▶ _TRECHO DA PÁGINA_
Mais do que um carro, o 2CV foi um estilo de vida. Ícone cultural europeu desde seu lançamento até hoje, o compacto da Citroën é – e sempre foi – cultuado não apenas por colecionadores, artistas e intelectuais, mas principalmente por toda uma geração que entendeu pela primeira vez o que era poder ter um meio de transporte individual, acessível, versátil e confiável.
Representação máxima do que é ser um automóvel “cool”, o 2CV – ou “Deuche”, para os íntimos – teve um início de história pragmático, pois seu conceito era simples e urgente à época. Para Pierre Michelin, que substituíra André Citroën no comando da marca, o futuro modelo deveria permitir que as massas substituíssem o cavalo e a carruagem por um veículo robusto, útil e acessível, capaz de transportar quatro pessoas e 50 kg de bens agrícolas – sobretudo ovos, que não poderiam se quebrar durante a viagem – a uma velocidade de 50 km/h, inclusive sobre estradas lamacentas e não pavimentadas.

▶ _INFORMAÇÕES EXTRAÍDAS_
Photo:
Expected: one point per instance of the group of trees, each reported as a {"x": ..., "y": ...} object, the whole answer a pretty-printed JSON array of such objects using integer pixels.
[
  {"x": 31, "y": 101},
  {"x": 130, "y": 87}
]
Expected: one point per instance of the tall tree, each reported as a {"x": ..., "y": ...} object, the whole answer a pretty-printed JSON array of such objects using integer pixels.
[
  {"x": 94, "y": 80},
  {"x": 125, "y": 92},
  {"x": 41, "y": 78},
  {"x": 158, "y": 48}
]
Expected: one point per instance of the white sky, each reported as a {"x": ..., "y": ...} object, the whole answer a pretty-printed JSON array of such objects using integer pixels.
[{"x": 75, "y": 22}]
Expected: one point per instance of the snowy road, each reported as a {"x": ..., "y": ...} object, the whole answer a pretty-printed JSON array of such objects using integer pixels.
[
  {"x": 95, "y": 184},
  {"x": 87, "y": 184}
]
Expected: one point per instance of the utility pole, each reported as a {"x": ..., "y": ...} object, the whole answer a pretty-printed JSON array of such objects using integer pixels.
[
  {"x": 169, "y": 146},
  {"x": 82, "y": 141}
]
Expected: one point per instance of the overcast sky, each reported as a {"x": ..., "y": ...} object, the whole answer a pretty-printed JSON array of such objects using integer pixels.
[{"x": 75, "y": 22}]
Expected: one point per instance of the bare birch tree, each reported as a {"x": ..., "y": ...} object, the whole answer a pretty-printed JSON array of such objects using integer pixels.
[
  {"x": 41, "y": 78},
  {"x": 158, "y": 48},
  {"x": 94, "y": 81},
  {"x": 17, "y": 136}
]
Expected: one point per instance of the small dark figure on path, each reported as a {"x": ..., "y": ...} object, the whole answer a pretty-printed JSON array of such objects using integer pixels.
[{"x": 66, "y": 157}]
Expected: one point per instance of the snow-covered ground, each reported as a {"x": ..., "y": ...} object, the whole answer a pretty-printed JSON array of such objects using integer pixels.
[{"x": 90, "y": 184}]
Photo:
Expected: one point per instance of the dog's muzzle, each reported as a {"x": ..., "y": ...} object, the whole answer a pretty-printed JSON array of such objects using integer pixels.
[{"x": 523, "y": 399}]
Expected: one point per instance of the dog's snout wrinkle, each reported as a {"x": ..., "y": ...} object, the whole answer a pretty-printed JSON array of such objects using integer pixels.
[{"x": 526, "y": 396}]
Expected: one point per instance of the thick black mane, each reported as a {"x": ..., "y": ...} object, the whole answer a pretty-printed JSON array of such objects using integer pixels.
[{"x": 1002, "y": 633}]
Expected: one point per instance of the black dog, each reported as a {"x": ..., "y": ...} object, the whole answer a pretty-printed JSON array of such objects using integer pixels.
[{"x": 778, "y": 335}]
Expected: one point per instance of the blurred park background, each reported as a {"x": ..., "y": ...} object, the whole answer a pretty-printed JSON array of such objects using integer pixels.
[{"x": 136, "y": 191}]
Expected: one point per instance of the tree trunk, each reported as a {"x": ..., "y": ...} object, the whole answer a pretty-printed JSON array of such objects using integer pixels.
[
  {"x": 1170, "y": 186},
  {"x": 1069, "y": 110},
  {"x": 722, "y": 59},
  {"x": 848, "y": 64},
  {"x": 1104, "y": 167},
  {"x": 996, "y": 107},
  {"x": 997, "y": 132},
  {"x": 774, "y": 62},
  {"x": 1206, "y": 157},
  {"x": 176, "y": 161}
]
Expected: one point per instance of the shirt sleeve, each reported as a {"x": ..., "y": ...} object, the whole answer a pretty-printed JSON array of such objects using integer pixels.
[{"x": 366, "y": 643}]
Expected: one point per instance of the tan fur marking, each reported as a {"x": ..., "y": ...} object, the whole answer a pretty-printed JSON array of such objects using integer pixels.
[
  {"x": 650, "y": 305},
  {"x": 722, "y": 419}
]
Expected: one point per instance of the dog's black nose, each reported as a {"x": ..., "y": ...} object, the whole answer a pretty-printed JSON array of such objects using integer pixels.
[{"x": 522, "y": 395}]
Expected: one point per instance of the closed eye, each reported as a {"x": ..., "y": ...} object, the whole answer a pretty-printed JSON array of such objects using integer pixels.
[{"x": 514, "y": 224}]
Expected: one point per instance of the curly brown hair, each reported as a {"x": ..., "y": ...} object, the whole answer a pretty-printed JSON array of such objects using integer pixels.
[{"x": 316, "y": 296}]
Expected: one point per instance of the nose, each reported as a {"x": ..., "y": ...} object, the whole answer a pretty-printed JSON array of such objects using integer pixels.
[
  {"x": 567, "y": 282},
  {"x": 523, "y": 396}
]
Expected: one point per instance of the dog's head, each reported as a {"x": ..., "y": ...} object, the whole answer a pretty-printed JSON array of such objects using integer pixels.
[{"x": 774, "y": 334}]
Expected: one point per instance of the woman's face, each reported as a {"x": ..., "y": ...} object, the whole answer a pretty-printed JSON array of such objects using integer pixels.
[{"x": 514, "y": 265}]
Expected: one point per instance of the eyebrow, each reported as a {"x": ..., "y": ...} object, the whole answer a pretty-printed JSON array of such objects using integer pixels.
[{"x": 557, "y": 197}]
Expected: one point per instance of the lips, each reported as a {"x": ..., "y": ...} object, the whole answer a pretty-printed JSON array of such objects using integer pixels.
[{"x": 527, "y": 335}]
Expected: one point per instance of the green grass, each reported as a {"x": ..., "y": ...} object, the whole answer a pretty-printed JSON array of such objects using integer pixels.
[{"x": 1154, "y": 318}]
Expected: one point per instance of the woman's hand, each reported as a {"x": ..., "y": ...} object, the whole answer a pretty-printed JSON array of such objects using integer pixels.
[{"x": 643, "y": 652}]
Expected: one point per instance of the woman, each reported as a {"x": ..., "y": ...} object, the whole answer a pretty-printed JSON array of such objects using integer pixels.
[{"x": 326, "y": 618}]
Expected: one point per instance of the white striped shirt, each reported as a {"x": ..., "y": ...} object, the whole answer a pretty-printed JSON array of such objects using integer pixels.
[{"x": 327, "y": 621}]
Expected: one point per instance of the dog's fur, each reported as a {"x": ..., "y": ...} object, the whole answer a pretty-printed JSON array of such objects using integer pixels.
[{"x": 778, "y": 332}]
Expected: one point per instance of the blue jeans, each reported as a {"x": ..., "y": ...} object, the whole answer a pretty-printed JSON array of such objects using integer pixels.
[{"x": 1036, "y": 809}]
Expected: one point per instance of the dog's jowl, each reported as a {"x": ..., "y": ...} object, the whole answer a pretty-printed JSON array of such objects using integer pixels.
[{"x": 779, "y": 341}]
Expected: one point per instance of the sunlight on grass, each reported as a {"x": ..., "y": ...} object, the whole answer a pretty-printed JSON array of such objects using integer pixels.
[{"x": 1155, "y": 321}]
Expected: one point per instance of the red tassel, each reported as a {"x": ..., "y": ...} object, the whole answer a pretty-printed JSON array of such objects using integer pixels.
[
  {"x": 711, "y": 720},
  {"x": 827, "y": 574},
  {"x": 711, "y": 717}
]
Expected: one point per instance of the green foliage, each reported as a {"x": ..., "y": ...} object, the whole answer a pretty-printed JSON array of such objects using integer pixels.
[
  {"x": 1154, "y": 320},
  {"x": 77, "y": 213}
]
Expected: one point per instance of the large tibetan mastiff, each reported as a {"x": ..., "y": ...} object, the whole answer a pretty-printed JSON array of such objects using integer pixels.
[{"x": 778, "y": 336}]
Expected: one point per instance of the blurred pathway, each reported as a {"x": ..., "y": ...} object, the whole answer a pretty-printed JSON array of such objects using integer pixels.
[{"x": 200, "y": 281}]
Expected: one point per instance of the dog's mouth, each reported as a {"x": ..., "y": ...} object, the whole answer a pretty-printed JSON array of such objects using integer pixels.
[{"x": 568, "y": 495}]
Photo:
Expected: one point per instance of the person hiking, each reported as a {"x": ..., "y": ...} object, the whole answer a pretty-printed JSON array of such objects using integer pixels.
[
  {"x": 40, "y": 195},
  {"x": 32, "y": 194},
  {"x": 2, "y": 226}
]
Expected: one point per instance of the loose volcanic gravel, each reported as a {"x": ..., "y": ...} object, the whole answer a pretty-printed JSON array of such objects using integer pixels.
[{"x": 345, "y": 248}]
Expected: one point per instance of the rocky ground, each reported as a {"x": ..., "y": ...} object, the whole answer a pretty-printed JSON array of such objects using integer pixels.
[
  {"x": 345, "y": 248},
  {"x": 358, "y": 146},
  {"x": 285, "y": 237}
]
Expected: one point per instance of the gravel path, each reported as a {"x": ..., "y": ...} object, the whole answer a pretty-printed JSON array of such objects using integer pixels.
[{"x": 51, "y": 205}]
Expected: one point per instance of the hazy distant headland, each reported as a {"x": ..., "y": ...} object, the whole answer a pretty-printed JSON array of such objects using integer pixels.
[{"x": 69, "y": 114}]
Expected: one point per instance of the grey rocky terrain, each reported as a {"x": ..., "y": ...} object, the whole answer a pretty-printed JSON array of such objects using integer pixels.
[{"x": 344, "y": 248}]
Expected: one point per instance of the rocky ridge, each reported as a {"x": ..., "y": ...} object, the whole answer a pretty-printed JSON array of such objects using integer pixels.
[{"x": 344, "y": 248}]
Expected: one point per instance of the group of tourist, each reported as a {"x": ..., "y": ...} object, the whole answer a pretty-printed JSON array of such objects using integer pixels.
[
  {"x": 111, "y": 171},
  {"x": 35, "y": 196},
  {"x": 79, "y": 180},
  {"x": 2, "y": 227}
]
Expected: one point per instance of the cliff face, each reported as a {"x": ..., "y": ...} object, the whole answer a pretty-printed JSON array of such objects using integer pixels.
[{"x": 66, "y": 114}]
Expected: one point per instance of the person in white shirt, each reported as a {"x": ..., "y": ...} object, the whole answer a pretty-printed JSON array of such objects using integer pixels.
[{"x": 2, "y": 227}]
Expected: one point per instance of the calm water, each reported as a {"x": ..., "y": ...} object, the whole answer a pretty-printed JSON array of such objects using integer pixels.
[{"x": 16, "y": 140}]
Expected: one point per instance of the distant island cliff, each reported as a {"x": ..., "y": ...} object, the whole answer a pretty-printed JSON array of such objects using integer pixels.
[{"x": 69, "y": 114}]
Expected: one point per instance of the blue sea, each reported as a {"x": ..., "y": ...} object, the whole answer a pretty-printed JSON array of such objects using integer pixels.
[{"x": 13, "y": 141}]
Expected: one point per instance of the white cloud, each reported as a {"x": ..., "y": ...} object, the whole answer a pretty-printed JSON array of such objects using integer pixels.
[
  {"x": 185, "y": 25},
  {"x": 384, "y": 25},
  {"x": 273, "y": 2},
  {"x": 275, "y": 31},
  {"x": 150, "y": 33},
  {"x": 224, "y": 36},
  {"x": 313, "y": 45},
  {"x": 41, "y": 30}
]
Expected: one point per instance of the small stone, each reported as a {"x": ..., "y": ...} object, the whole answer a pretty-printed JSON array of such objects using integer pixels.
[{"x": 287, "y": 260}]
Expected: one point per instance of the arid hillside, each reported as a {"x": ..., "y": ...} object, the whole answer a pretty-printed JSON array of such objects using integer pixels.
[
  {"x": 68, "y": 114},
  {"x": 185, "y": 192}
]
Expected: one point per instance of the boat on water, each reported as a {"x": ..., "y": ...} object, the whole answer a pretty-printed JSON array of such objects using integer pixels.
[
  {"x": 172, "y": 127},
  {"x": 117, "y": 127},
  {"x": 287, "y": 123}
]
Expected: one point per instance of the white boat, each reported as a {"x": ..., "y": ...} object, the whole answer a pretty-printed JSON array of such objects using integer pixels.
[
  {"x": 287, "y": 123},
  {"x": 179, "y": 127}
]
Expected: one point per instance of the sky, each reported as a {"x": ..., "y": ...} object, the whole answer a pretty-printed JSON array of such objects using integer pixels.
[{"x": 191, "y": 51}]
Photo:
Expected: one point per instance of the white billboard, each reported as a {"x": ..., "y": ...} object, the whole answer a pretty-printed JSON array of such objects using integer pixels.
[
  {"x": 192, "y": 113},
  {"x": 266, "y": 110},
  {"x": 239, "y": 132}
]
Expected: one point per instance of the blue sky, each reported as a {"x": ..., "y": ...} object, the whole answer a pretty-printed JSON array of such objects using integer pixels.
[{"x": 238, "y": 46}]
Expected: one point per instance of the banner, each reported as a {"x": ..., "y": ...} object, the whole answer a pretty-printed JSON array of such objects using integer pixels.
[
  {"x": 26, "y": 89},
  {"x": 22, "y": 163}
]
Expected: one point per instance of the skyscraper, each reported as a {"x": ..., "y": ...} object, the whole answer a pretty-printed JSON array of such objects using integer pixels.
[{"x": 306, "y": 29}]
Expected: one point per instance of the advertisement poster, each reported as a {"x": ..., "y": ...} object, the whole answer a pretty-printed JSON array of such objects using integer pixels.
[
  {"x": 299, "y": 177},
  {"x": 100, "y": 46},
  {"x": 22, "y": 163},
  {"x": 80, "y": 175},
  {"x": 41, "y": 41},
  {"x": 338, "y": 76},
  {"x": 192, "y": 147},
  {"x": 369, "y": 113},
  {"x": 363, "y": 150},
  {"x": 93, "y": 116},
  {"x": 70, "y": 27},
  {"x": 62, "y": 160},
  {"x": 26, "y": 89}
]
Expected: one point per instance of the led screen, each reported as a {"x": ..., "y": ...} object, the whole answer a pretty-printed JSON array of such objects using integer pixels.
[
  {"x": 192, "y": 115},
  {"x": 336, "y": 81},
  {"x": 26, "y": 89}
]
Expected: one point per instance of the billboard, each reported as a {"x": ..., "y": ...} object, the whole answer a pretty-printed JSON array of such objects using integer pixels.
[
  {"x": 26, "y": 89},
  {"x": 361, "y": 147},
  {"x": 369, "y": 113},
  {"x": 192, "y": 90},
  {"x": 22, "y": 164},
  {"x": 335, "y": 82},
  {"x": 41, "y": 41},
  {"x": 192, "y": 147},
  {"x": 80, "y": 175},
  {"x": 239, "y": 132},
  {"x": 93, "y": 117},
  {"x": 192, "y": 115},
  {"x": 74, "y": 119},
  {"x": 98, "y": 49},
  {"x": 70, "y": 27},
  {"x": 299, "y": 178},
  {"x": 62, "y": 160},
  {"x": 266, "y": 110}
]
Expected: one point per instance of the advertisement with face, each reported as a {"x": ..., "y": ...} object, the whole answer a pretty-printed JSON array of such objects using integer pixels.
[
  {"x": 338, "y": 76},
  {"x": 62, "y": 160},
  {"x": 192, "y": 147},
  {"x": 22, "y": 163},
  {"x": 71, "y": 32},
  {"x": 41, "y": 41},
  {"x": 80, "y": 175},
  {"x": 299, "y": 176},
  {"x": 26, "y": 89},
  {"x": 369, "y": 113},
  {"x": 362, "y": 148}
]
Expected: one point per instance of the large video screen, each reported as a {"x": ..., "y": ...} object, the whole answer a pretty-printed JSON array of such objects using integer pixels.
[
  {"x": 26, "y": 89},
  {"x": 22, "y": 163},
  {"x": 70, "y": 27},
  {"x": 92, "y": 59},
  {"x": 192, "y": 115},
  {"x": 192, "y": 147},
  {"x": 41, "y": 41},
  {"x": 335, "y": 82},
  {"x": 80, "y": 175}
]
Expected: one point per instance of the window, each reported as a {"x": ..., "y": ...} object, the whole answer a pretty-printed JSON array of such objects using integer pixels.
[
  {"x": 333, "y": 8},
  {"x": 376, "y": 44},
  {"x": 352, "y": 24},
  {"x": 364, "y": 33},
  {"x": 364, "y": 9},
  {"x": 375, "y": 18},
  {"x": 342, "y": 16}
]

▶ _OBJETIVOS_
A – Traduza para o inglês a frase "Mais do que um carro, o 2CV foi um estilo de vida.", do trecho sobre o 2CV.
B – Segundo o trecho sobre o 2CV, a que velocidade o futuro modelo deveria transportar quatro pessoas e 50 kg de bens agrícolas?
C – Por favor, reescreva a parte do trecho sobre o 2CV que começa em "Mais do que" e termina em "versátil e confiável.", trocando "colecionadores" por "entusiastas".

▶ _AS RESPOSTAS_
A – More than a car, the 2CV was a way of life.

B – A 50 km/h.

C –
Mais do que um carro, o 2CV foi um estilo de vida. Ícone cultural europeu desde seu lançamento até hoje, o compacto da Citroën é – e sempre foi – cultuado não apenas por entusiastas, artistas e intelectuais, mas principalmente por toda uma geração que entendeu pela primeira vez o que era poder ter um meio de transporte individual, acessível, versátil e confiável.